━━━━━ Text passage

Re: Crime and its punishment aren't the same thing
Faith writes:
The Americans won the war, I believe that's all I said, and that is what made for the transfer of authority. You seem to have made up some other version of what I said out of thin air.
I understand that you said that the Americans won the war....but what you are missing is that so did the Irish after the rebellion of 1641. In fact, from 1642-1649, after the rebellion, the Irish ruled the country as the Confederate Ireland.
From the wiki:
History of Ireland writes:
beginning with the Rebellion of 1641, when Irish Catholics rebelled against the domination of English and Protestant settlers. The Catholic gentry briefly ruled the country as Confederate Ireland (1642—1649) against the background of the Wars of the Three Kingdoms until Oliver Cromwell reconquered Ireland in 1649—1653 on behalf of the English Commonwealth.
Source
So, when Cromwell arrives, it is not that he has legitimate authority (The Irish had already expelled the British for approximately 7 years. In this case, I think our use of the American War of Independence as a similar case is incorrect. Rather, your backing of Cromwell would be similar to backing the British during the War of 1812, when they attempted to reclaim the American colonies. What legitimate authority did Cromwell have as Ireland was considered a free country, vowing loyalty only if the rightful king was returned, after their rebellion?
Faith writes:
The Irish Rebellion was the herding of unarmed people out to freeze or starve to death. What does that have to do with the Irish wanting to be in charge of their own destinies?
First off, yes I am sure there were some civilians killed in cruel ways, however you came in with a resource that was very suspect, especially considering he claims that Ireland should have increased it's population by 30% during a time when all of Europe's population decreased by 33%. How does that makes sense, why would Ireland not be subject to similar hardships in terms of effects of the Little Ice Age. While I am sure some horrible crimes were committed, most scholars do not agree with the extent of them and state that the total death toll was around 4,000 for the Irish rebellion. That is a point you need to deal with, and not simply by quoting the person you did, but also explaining why his choices of variables (such as the expected 30% increase) are accurate. As for other scholars, they do not agree that it was a massive slaughter when the Irish rebelled:
Irish Cultural Center writes:
Atonia Fraser in her biography of Cromwell says that there is no historical evidence that a massacre took place during the 1641 rising. Legend had created a massacre and gave Oliver Cromwell justification for his vengeful assaults on Irish cities.

━━━━━━━━━━

*Objective 1:* Quote the forum post on the 1641 Irish rebellion between "I understand that" and "the Confederate Ireland.", inclusive.
*Objective 2:* Decide whether each statement agrees with the forum post on the 1641 Irish rebellion, answering yes or no and quoting the words of the post that settle it: (a) Confederate Ireland ruled the country from 1642 to 1649. (b) Most scholars put the total death toll of the Irish rebellion at around 40,000. (c) Oliver Cromwell reconquered Ireland on behalf of the English Commonwealth.
*Objective 3:* Write a continuation of the forum post on the 1641 Irish rebellion, starting after its final sentence.

━━━━━ Supplied information

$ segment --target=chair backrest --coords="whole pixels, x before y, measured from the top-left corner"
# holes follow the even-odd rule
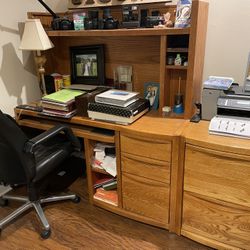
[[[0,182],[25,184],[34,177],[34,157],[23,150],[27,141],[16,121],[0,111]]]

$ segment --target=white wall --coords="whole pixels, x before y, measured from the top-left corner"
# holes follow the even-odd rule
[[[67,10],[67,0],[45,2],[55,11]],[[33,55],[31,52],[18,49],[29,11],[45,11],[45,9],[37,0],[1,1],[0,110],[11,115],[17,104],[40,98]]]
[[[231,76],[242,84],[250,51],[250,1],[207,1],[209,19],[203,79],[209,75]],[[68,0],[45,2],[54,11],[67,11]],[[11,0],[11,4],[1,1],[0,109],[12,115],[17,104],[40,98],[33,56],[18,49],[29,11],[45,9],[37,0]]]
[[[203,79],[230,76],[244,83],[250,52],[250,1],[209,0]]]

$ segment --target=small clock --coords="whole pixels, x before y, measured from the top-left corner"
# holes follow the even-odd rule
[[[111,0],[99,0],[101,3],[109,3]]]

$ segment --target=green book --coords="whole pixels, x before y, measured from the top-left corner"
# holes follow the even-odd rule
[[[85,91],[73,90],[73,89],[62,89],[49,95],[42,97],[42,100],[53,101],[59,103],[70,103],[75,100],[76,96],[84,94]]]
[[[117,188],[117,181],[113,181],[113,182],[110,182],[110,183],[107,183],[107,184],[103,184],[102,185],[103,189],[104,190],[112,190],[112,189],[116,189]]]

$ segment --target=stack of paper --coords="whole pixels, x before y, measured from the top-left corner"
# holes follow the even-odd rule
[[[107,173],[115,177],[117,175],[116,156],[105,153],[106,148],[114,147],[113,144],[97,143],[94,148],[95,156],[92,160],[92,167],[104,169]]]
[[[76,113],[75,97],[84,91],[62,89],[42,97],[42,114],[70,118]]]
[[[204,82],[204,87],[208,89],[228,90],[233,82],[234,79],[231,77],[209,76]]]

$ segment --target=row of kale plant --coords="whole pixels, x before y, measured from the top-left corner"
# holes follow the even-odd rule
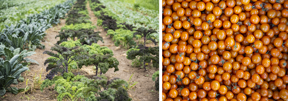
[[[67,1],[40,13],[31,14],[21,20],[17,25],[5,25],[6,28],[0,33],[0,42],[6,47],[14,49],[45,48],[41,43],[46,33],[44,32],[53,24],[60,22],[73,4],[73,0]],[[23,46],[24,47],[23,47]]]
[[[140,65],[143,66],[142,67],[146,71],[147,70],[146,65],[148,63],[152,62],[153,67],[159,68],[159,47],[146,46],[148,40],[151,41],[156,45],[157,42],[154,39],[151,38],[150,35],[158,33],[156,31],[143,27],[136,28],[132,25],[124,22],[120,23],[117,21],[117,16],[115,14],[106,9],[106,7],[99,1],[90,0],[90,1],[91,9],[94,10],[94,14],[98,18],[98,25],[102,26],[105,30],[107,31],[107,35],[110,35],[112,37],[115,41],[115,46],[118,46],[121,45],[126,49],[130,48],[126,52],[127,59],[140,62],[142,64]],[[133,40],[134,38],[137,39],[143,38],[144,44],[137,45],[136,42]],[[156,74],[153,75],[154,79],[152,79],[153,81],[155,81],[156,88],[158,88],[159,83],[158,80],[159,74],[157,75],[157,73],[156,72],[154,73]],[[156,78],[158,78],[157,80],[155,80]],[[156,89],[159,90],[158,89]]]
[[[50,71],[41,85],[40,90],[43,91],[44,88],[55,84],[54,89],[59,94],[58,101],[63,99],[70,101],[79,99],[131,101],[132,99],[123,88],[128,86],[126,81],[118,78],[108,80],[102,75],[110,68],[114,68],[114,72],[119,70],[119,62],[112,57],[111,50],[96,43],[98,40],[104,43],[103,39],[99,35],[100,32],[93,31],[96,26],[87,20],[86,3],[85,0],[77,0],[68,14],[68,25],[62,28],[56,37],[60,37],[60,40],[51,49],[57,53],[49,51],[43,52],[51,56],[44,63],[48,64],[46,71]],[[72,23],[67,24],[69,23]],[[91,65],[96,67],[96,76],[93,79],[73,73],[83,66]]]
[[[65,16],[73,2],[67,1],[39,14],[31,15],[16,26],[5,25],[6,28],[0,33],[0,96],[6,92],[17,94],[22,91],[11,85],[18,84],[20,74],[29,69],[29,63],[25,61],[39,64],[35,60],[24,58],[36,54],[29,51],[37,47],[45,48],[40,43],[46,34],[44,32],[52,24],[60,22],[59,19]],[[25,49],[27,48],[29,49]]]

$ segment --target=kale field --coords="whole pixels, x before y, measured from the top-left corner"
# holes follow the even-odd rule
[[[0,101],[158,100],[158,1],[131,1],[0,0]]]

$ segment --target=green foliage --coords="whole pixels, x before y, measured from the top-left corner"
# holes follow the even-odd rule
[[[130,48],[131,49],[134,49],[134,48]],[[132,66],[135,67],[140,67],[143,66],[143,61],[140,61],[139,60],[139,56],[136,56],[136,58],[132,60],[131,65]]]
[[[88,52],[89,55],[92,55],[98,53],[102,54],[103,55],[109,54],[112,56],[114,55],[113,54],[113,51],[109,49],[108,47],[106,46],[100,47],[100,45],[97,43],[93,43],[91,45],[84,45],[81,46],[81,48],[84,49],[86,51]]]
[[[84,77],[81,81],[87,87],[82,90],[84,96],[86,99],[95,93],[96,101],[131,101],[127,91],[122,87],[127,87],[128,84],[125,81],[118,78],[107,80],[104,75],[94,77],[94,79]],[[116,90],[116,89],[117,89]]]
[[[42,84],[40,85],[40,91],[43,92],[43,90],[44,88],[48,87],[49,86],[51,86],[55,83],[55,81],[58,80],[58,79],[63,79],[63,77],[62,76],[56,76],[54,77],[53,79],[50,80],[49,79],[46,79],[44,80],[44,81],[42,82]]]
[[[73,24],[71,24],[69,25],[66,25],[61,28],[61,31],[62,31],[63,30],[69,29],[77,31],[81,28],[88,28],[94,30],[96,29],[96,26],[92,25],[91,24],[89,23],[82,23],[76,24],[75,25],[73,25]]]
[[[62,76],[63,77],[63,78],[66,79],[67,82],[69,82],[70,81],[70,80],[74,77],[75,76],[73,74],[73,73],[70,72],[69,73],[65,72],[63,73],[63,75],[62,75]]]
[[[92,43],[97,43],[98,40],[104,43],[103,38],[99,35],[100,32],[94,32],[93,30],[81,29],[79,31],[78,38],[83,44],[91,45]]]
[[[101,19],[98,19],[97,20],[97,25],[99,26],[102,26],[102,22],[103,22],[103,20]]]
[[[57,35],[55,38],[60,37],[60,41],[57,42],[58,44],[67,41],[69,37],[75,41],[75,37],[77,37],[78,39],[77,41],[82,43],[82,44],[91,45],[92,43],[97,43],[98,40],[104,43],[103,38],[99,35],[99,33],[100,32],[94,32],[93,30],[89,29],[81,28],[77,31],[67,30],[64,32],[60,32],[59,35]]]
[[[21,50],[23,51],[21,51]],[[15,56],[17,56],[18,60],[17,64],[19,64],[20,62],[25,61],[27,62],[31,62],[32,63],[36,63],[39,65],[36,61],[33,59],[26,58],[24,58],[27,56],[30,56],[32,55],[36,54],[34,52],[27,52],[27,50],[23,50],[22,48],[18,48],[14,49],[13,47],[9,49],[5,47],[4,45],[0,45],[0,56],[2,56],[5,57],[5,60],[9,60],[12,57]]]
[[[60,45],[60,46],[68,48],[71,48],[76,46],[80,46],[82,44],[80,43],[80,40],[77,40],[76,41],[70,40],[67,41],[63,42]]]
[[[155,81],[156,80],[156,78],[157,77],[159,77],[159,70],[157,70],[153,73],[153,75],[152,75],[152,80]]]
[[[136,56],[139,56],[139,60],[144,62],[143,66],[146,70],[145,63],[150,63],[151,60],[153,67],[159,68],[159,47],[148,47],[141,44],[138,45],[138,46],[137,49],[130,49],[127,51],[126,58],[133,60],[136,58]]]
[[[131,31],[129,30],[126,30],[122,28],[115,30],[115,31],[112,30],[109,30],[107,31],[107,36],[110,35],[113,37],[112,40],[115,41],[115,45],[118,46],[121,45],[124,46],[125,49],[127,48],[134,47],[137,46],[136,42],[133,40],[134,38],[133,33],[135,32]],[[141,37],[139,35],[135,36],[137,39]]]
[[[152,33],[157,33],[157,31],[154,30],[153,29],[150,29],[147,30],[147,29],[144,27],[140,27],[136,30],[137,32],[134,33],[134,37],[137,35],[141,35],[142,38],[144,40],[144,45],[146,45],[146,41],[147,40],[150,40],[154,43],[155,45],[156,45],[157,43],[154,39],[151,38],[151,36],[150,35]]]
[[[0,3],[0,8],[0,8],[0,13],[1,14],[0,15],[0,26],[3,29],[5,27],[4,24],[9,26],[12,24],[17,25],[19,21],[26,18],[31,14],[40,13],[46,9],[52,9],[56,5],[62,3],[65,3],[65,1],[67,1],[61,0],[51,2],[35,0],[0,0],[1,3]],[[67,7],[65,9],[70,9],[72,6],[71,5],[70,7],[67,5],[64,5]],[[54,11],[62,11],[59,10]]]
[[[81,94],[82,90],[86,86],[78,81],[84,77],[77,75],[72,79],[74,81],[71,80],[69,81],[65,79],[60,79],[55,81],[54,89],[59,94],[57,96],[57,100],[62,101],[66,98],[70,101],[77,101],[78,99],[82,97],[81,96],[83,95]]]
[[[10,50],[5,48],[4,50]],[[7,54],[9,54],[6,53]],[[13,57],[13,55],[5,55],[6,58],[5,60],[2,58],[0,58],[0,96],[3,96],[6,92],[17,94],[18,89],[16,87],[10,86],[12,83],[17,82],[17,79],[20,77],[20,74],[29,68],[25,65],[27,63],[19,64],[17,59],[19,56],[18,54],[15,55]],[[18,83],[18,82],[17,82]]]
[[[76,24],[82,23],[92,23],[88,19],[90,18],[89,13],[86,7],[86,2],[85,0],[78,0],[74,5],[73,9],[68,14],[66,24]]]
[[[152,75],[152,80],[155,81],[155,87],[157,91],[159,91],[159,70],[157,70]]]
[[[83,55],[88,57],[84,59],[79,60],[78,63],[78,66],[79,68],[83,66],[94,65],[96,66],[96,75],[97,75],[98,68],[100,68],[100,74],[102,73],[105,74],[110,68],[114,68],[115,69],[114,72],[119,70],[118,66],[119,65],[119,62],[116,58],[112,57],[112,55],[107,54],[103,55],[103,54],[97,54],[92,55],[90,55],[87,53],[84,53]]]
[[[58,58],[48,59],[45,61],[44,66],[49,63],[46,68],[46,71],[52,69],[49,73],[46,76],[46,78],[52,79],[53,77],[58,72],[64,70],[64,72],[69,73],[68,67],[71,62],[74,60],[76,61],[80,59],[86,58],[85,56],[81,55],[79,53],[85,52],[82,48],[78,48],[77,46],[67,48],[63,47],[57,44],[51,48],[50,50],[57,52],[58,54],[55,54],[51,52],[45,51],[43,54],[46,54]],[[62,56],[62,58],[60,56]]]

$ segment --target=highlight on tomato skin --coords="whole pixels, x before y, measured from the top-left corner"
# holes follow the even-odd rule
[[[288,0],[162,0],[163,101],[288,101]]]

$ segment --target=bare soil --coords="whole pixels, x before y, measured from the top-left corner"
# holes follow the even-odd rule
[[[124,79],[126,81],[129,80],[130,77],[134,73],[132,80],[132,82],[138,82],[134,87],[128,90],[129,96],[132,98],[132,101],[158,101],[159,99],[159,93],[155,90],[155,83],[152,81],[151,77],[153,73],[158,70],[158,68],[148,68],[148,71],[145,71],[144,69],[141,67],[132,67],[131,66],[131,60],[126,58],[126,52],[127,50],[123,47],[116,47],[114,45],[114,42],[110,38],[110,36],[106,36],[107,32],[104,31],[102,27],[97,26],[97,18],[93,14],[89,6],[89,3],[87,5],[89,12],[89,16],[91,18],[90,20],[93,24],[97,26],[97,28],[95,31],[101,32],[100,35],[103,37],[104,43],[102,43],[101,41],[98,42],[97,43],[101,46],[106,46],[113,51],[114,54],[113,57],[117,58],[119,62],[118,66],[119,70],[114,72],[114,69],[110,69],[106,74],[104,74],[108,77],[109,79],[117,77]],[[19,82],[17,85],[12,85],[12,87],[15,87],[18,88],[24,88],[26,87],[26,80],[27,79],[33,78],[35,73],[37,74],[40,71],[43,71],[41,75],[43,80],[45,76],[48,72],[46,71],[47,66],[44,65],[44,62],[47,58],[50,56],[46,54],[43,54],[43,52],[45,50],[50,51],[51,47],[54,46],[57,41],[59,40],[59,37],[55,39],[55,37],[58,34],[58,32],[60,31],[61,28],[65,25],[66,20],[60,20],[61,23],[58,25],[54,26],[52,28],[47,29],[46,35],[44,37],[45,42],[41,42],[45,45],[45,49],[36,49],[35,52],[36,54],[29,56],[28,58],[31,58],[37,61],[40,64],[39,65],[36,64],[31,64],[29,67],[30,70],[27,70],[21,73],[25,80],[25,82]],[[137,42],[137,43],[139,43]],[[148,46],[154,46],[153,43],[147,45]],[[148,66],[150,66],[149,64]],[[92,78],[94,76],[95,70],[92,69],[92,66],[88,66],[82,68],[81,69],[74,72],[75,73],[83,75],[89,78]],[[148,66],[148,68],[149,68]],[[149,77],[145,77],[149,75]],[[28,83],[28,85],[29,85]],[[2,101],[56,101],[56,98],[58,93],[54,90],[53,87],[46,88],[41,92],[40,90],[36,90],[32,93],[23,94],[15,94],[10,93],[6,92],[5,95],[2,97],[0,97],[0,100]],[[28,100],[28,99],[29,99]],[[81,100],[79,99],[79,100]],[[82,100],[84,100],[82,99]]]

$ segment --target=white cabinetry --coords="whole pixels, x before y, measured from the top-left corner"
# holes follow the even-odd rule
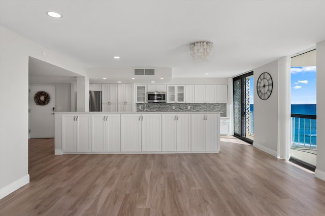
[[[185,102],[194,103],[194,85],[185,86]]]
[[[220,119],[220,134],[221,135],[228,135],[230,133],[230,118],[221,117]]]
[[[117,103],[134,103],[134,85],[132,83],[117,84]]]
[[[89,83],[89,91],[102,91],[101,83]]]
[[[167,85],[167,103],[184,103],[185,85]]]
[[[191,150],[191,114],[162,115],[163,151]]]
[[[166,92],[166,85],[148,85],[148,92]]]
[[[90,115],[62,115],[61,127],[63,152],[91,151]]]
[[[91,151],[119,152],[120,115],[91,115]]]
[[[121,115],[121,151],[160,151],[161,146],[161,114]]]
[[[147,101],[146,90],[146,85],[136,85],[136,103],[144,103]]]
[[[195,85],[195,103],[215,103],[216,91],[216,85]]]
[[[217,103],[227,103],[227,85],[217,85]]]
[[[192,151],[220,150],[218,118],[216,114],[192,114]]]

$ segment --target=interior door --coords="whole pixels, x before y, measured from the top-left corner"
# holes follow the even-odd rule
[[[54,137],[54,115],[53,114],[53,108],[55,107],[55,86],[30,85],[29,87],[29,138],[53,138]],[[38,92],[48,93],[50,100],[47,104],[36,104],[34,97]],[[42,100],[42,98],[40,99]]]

━━━━━━━━━━

*Exercise answer 1:*
I understand that you said that the Americans won the war....but what you are missing is that so did the Irish after the rebellion of 1641. In fact, from 1642-1649, after the rebellion, the Irish ruled the country as the Confederate Ireland.

*Exercise answer 2:*
(a) Yes: "from 1642-1649, after the rebellion, the Irish ruled the country as the Confederate Ireland."
(b) No: "most scholars do not agree with the extent of them and state that the total death toll was around 4,000 for the Irish rebellion."
(c) Yes: "until Oliver Cromwell reconquered Ireland in 1649—1653 on behalf of the English Commonwealth."

*Exercise answer 3:*
And Cromwell and his men were just as guilty of cruel and unusual punishment against both the Irish Catholics and the Irish Protestant Nationalists. You try to ignore Wexford, and at the same time diminishing the 4,000 killed at Drogheda (2,500 soldiers and 1,500 civilians) as just a casualty of war. I'm pretty sure those 1,500 civilians included some women and children too.
British Civil Wars writes:
The following day, Synnot and the aldermen of Wexford agreed to accept Cromwell's terms, by which the soldiers of the garrison would be disarmed and allowed to march away, the officers would become prisoners and the town would not be plundered.
Negotiations the following day slowed down, and when a wall was breached (as Cromwell's men were still attacking during negotiations) the commander of the castle agreed to surrender before the assault was launched.
British Civil Wars writes:
Cromwell and his officers made no attempt to restrain their soldiers, who slaughtered the defenders of Wexford and plundered the town. Colonel Synott was among those killed. Hundreds of civilians were shot or drowned as they tried to escape the carnage by fleeing across the River Slaney.
Margaret Ann Cusack writes:
MacGeoghegan mentions the massacre of two hundred women, who clung round the market-cross for protection.
Irish Cultural Center writes:
Wexford fell next. 2500 Irish were killed, including 250 women and 250 children. Five Franciscan priests and two friars were burned to death when the Franciscan Friary was put to the torch. Cromwell said about Wexford: I thought it not right or good to restrain off the soldiers from their right of pillage, or from doing execution on the enemy.
I'm hoping that you would agree that the burning of the monks was definitely related to the religion that they practiced?
Source
Source
Source
And...you have the nerve to talk about forcing people to starve to death, yet all you can say about the million who starved because of Royalist actions during the Great Famine is that it may have been a bit heavy-handed. I find it amusing how easily you are able to forgive Protestant transgressions, but not Catholic ones. Especially considering that you refuse to see that the Irish rebellion of 1641 came after nearly 100 years of Irish Catholics being denied equal rights. This was also when the English began to forcefully take lands from Irish peasants and grant it to Protestants from England and Scotland. These penal laws are similar to those put in place following the Cromwellian reconquest and were specifically designed to put pressure on conversion to Protestantism.
Faith writes:
The Americans won the war, I believe that's all I said, and that is what made for the transfer of authority. You seem to have made up some other version of what I said out of thin air.
The Irish won their rebellion. They had gotten nearly all Royalists out of Ireland through their actions during the uprising. They governed themselves as the Confederate Ireland for 7 years....until Great Britain decided that they belonged under the crown again. So, again, what legitimate authority did Cromwell possess, since Ireland was actually a free nation during his seige.
Edited by Tempe 12ft Chicken, : No reason given.
Edited by Tempe 12ft Chicken, : No reason given.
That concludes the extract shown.